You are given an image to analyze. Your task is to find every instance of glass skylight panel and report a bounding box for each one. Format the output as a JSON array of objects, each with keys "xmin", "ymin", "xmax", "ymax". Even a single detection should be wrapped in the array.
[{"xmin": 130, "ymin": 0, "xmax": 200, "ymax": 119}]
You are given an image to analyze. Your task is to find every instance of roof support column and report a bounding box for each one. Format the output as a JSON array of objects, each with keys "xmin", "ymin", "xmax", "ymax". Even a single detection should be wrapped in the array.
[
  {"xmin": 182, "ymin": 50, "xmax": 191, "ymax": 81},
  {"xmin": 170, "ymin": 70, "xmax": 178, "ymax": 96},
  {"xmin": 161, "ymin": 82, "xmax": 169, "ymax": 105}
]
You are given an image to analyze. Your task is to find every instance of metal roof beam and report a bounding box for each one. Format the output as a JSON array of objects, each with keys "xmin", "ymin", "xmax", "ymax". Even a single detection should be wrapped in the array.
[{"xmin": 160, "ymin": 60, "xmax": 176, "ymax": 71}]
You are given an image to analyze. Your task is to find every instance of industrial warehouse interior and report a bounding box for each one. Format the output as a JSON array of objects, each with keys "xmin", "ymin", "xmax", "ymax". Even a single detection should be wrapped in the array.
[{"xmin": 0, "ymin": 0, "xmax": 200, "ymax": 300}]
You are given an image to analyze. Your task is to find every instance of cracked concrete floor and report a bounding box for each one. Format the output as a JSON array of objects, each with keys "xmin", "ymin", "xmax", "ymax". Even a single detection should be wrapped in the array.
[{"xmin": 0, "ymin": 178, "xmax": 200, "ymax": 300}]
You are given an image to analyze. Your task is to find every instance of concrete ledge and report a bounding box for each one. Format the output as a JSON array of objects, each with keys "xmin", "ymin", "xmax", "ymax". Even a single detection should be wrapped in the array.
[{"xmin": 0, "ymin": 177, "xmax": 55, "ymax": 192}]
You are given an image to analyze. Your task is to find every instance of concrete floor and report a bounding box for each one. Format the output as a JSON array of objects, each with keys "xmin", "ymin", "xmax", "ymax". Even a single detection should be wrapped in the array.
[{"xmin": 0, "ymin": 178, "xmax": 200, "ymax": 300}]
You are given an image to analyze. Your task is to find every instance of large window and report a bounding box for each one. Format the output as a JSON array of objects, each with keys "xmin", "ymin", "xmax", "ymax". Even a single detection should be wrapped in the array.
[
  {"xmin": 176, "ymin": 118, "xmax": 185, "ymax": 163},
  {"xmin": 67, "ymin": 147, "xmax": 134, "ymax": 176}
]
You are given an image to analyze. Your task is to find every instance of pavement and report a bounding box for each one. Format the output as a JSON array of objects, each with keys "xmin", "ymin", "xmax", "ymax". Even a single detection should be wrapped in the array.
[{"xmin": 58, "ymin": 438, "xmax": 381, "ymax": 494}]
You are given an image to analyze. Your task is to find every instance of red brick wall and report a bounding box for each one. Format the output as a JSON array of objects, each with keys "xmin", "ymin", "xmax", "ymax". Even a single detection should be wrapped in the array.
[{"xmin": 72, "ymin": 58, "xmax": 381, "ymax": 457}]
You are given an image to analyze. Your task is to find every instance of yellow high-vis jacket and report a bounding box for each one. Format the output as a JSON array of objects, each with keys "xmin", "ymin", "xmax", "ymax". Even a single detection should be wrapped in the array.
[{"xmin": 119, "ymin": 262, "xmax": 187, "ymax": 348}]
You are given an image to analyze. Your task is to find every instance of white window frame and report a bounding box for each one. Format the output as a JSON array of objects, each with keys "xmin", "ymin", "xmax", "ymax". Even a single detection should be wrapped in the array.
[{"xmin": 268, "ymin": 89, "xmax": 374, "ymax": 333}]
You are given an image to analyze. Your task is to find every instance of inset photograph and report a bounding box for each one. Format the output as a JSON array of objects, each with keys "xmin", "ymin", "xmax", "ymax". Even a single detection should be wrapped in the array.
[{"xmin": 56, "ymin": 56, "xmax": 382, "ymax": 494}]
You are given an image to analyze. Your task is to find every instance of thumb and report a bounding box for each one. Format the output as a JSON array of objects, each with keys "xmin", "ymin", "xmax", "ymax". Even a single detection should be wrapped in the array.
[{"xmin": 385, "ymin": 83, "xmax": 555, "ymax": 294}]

> [Aim]:
Please reproduce all of the data above word for word, without adding, dropping, or changing anything.

> [Exercise answer]:
You are given an image to analyze. Your task is to find every instance of glass skylight panel and report a bounding box for each one. Format the output as a JSON array of objects, each with keys "xmin", "ymin", "xmax", "ymax". Even a single detection should be wrapped in the array.
[{"xmin": 130, "ymin": 0, "xmax": 200, "ymax": 119}]
You are given an image to analyze. Your task is to find every instance of roof support column and report a bounding box for each one. Format the output as a JSON array of objects, each with keys "xmin", "ymin", "xmax", "ymax". Even a single detection should be wrapped in the array.
[
  {"xmin": 182, "ymin": 50, "xmax": 191, "ymax": 81},
  {"xmin": 170, "ymin": 70, "xmax": 178, "ymax": 96},
  {"xmin": 161, "ymin": 82, "xmax": 169, "ymax": 105}
]
You are given an image to analyze. Your task is to find every instance of metal roof beam and report a bounding box for each one. Format the output as a JSON array of objects, each with keys "xmin", "ymin", "xmax", "ymax". Even a single detection should be wrapped in the array.
[{"xmin": 160, "ymin": 60, "xmax": 176, "ymax": 71}]
You are given an image to analyze. Your task is to find every instance of industrial warehouse interior and report a bounding box for each one. Format the output as a JSON array of objects, each with keys "xmin", "ymin", "xmax", "ymax". Even a single detection should be wrapped in the array.
[{"xmin": 0, "ymin": 0, "xmax": 200, "ymax": 300}]
You are given an image to analyze. Your task is to find every instance of cracked concrete floor and report a bounding box for each one. Format the output as a JSON array of objects, each with keys "xmin", "ymin", "xmax", "ymax". Even a single detection should be wrapped in the array.
[{"xmin": 0, "ymin": 178, "xmax": 200, "ymax": 300}]
You are given an image to analyze. Your task is to find every instance of concrete ledge and report a bounding box for each one. Format the output as a JSON array of objects, each with keys "xmin", "ymin", "xmax", "ymax". Even a single detection should be wrapped in the array.
[{"xmin": 0, "ymin": 177, "xmax": 55, "ymax": 192}]
You are given an image to analyze. Your task is to find every instance of concrete floor and report a bounding box for each one. Format the output as a JSON array of objects, each with keys "xmin", "ymin", "xmax", "ymax". Even a single detection should be wrapped in the array.
[{"xmin": 0, "ymin": 178, "xmax": 200, "ymax": 300}]
You are given an image to analyze. Your task is to find every instance of large window and report a bounding box for each one. Format the output as a JSON array of objects, each with keys "xmin", "ymin", "xmax", "ymax". Even a single detection should be wrapped in the array.
[
  {"xmin": 176, "ymin": 118, "xmax": 185, "ymax": 163},
  {"xmin": 67, "ymin": 147, "xmax": 134, "ymax": 176}
]
You are given an image to analyze. Your task is to find every instance of pavement and report a bounding box for each one. Format the output as a JSON array of objects, each with keys "xmin", "ymin", "xmax", "ymax". Even a single detection should be wrapped in the array.
[{"xmin": 58, "ymin": 438, "xmax": 381, "ymax": 494}]
You are given an image to analyze. Your task is to find every instance of red brick wall and report a bounding box for each one. Format the output as a JSON array of objects, each with keys "xmin", "ymin", "xmax", "ymax". Even a single detection should be wrapped in the array.
[{"xmin": 72, "ymin": 58, "xmax": 381, "ymax": 457}]
You are given an image to analyze. Your task is to find every instance of yellow high-vis jacket and report a bounding box for each one. Format the output as a JSON array of objects, each with keys "xmin", "ymin", "xmax", "ymax". Even a single detection should be wrapped in the array.
[{"xmin": 119, "ymin": 262, "xmax": 187, "ymax": 348}]
You are given an image to analyze. Your task is to find every instance of white window frame and report a bounding box for each one. Format the output as a JSON array of objects, each with keys "xmin", "ymin", "xmax", "ymax". Even a single detection should be wrapped in the array.
[{"xmin": 268, "ymin": 89, "xmax": 374, "ymax": 333}]
You are given an image to analyze. Your task is to find every instance of inset photograph and report a bounding box for each one. Format the output as a JSON array of objects, each with keys "xmin", "ymin", "xmax", "ymax". Even a single detection should be wrapped in the array.
[{"xmin": 56, "ymin": 56, "xmax": 382, "ymax": 494}]
You are given an image to analyze. Your task is to find every instance of thumb and report a bounding box for each one. Format the output as a JSON array of objects, each with keys "xmin", "ymin", "xmax", "ymax". Even a single detection should be wrapped in the array.
[{"xmin": 385, "ymin": 83, "xmax": 555, "ymax": 294}]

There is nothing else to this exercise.